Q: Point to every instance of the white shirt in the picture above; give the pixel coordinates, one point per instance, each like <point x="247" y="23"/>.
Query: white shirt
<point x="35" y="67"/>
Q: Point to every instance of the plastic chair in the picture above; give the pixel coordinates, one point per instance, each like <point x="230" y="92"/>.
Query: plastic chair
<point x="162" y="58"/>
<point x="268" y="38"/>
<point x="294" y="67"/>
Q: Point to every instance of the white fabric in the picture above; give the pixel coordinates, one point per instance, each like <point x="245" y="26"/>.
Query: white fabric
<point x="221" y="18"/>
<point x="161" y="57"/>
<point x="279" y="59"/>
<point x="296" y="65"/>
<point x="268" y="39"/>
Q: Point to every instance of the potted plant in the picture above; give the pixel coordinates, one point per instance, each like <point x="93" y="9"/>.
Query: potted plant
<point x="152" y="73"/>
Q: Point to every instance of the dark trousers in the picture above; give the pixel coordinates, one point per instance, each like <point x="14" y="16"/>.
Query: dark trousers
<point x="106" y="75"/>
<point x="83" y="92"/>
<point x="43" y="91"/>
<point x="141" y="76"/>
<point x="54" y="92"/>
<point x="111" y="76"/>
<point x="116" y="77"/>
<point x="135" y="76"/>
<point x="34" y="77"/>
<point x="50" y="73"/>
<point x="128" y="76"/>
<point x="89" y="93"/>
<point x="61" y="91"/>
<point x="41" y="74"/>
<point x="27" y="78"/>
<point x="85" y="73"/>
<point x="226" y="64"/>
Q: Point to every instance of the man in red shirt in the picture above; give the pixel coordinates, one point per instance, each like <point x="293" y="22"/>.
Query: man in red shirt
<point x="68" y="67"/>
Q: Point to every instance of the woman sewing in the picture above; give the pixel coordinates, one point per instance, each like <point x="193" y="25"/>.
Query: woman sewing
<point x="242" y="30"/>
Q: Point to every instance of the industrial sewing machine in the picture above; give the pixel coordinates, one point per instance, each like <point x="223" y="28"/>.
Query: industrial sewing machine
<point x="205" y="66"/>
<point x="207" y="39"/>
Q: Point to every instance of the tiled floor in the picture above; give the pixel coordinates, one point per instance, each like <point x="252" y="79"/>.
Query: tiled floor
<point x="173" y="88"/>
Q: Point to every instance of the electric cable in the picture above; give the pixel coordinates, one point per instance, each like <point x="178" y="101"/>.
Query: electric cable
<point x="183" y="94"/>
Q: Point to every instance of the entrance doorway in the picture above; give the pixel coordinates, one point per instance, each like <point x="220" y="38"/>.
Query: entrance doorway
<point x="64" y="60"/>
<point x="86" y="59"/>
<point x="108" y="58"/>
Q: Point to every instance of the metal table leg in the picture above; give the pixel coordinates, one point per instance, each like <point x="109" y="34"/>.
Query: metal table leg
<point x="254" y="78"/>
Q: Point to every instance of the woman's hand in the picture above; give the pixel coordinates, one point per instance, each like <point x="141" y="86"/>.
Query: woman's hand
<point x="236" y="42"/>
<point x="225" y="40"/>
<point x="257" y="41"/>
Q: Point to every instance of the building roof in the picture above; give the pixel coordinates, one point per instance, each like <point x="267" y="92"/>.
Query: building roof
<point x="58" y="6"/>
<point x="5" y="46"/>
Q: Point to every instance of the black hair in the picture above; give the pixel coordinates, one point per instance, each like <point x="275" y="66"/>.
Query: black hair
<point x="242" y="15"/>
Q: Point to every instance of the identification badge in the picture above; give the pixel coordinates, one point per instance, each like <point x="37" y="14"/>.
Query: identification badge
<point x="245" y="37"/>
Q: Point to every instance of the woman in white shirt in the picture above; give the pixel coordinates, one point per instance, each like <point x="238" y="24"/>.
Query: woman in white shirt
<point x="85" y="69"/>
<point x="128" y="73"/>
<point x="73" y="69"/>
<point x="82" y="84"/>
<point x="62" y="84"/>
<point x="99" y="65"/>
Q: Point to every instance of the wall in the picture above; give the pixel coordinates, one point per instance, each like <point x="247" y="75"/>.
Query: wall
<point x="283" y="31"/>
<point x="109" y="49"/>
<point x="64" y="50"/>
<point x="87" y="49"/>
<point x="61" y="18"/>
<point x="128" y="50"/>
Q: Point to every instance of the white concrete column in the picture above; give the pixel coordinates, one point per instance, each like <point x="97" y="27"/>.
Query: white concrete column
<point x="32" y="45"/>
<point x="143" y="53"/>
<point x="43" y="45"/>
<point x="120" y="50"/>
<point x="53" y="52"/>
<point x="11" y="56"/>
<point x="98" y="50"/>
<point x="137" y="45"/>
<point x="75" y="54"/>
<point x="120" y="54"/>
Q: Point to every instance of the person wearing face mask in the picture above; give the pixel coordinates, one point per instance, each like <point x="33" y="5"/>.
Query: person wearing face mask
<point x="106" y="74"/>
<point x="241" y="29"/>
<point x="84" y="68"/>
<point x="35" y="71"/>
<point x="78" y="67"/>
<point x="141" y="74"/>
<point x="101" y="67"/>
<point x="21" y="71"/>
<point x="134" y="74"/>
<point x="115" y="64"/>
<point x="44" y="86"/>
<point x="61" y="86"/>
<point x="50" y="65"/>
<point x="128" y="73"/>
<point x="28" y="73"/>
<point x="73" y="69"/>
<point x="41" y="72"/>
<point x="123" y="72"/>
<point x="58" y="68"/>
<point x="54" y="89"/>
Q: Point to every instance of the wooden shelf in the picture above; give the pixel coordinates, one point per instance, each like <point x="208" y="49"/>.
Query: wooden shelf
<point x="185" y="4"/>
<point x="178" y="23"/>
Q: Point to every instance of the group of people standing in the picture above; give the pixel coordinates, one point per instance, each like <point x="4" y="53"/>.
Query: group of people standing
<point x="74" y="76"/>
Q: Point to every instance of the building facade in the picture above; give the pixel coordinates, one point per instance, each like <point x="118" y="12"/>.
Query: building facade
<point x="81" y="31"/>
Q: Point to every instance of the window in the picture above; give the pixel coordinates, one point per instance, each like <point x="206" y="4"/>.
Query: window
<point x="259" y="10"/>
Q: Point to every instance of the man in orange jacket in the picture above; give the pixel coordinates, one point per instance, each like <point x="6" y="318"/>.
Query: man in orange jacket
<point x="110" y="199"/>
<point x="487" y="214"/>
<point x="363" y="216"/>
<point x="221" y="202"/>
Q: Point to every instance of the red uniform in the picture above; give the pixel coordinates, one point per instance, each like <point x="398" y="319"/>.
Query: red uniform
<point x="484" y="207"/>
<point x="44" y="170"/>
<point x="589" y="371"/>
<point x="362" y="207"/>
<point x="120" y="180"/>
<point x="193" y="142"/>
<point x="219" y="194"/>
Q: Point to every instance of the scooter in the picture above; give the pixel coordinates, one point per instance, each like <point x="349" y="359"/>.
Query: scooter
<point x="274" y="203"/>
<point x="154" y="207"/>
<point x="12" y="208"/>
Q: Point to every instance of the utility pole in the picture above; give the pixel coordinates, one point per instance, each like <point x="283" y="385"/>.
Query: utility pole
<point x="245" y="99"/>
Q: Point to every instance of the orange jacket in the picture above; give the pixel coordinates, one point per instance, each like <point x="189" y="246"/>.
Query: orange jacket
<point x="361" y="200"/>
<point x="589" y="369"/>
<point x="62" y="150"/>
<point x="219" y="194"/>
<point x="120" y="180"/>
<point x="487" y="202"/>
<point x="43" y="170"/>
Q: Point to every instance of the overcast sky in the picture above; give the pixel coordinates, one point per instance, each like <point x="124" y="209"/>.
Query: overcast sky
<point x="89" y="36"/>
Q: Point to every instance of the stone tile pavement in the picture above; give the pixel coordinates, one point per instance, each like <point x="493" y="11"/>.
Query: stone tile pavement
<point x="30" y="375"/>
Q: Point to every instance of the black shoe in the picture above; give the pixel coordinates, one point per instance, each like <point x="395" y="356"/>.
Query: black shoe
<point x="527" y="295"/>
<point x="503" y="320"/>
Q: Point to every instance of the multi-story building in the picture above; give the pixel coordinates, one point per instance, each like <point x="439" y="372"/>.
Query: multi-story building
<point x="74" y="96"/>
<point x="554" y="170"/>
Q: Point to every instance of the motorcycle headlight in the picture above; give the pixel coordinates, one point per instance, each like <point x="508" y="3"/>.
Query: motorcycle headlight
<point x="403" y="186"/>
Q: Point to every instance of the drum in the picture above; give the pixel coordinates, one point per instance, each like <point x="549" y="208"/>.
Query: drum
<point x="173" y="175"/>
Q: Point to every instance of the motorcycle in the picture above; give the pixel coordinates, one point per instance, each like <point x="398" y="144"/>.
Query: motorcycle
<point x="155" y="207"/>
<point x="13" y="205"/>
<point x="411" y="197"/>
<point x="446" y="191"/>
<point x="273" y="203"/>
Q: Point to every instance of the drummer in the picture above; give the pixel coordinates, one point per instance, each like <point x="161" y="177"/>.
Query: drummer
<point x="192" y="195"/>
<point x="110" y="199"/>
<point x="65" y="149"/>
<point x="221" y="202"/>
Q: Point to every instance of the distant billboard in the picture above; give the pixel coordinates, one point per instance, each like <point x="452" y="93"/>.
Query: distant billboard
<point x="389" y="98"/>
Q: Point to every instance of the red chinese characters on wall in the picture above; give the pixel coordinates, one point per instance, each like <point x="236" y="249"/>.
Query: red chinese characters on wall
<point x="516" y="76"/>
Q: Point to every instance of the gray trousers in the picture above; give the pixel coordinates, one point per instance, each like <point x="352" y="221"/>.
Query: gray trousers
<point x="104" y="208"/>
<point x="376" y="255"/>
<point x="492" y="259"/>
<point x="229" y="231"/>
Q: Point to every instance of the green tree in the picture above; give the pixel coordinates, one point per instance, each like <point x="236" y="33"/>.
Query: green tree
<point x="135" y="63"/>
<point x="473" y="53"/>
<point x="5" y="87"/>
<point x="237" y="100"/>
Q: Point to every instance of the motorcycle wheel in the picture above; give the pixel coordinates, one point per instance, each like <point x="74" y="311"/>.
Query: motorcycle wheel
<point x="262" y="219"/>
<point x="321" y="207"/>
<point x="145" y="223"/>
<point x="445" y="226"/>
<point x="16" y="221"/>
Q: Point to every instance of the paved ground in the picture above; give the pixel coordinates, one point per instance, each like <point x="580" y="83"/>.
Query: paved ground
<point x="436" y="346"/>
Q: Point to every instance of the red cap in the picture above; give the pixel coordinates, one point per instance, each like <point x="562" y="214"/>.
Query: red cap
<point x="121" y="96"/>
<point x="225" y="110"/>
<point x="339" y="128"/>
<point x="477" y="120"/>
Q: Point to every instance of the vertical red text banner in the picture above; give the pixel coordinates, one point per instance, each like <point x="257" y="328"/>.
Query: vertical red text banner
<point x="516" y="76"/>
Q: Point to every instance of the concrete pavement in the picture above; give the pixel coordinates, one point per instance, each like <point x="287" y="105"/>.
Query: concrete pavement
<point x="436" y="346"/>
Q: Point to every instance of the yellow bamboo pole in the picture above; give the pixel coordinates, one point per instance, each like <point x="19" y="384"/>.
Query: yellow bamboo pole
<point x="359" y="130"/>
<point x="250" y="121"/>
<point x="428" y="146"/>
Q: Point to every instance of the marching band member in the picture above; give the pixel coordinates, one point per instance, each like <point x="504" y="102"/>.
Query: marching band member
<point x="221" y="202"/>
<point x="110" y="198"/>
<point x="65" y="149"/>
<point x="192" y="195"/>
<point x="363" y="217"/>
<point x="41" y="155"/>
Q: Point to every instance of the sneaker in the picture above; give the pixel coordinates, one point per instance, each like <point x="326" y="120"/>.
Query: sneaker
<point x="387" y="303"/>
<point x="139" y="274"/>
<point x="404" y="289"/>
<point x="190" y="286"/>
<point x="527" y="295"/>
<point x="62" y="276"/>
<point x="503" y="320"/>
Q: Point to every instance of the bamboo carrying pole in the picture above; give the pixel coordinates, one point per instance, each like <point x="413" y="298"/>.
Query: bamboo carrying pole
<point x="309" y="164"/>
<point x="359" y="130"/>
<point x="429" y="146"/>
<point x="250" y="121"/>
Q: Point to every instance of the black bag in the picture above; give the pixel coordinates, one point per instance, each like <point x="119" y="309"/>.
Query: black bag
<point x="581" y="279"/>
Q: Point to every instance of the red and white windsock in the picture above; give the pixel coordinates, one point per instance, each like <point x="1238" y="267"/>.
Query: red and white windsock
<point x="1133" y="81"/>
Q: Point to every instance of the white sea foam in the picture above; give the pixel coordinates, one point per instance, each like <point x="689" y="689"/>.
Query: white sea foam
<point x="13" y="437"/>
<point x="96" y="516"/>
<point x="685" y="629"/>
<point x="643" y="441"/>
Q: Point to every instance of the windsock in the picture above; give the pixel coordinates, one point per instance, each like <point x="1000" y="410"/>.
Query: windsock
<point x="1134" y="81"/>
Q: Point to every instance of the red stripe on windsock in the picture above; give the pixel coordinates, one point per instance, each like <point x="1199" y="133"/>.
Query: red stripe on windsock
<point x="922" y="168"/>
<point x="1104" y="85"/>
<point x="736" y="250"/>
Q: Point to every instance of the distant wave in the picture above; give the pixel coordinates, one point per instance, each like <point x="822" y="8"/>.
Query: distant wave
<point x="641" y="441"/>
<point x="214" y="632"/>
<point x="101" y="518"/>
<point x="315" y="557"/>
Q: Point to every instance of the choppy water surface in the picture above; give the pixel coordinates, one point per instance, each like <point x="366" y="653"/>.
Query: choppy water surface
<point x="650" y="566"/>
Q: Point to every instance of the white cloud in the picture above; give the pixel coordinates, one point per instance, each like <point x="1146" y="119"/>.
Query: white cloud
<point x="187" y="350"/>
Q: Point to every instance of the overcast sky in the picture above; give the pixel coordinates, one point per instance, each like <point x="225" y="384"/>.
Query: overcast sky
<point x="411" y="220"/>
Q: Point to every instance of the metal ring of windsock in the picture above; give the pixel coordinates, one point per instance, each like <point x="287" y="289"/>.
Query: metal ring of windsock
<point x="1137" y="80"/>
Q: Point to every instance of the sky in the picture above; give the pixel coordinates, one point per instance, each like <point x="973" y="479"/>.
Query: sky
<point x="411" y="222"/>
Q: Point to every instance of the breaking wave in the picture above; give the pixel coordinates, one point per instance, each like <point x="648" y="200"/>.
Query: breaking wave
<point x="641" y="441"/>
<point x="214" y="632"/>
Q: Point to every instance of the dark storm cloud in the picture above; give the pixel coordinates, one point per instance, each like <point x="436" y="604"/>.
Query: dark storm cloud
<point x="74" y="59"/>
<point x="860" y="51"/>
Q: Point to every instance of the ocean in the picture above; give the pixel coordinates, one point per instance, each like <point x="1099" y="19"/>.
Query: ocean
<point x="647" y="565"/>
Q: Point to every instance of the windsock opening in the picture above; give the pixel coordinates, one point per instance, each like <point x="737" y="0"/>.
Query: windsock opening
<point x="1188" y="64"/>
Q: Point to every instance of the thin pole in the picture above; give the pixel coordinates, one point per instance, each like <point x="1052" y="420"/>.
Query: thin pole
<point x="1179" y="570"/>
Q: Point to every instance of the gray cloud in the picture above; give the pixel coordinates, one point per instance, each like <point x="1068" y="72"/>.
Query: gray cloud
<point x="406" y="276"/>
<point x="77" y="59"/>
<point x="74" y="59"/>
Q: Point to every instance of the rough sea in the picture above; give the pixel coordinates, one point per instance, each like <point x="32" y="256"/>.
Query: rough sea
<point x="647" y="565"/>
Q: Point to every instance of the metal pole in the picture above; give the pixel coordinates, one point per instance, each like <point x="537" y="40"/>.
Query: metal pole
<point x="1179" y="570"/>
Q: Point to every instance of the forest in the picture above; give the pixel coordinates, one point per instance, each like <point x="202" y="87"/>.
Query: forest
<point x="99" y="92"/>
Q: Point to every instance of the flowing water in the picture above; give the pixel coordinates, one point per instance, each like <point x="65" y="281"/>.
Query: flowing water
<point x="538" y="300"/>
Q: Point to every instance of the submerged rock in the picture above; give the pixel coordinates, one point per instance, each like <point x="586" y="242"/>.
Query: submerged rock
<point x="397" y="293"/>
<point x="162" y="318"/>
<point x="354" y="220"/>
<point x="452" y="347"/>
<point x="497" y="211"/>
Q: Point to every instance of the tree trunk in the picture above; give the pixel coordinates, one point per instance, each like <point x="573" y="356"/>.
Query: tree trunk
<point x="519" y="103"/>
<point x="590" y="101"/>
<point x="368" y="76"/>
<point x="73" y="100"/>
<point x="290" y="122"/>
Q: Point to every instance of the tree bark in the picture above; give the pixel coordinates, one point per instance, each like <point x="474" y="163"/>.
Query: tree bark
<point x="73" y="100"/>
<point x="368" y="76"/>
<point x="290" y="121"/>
*****
• **EXERCISE PROMPT**: Your task for the entries above: copy exactly the span starting with the line with "Query: wall" and going on through the line with "Q: Point to every instance of the person", both lines included, and nothing else.

• **SOLUTION FOR THIS EXERCISE**:
Query: wall
<point x="283" y="31"/>
<point x="109" y="49"/>
<point x="64" y="50"/>
<point x="87" y="49"/>
<point x="61" y="18"/>
<point x="128" y="50"/>
Q: Point to every instance of the white concrete column in the picture above; give the pixel coordinates, one point per instance, each like <point x="97" y="27"/>.
Query: white concrete column
<point x="32" y="45"/>
<point x="143" y="53"/>
<point x="43" y="45"/>
<point x="120" y="50"/>
<point x="53" y="52"/>
<point x="11" y="56"/>
<point x="98" y="50"/>
<point x="137" y="45"/>
<point x="75" y="54"/>
<point x="120" y="54"/>
Q: Point to every instance of the person wearing face mask in the picture above; give the pixel coordinates, one point per instance, each like <point x="33" y="5"/>.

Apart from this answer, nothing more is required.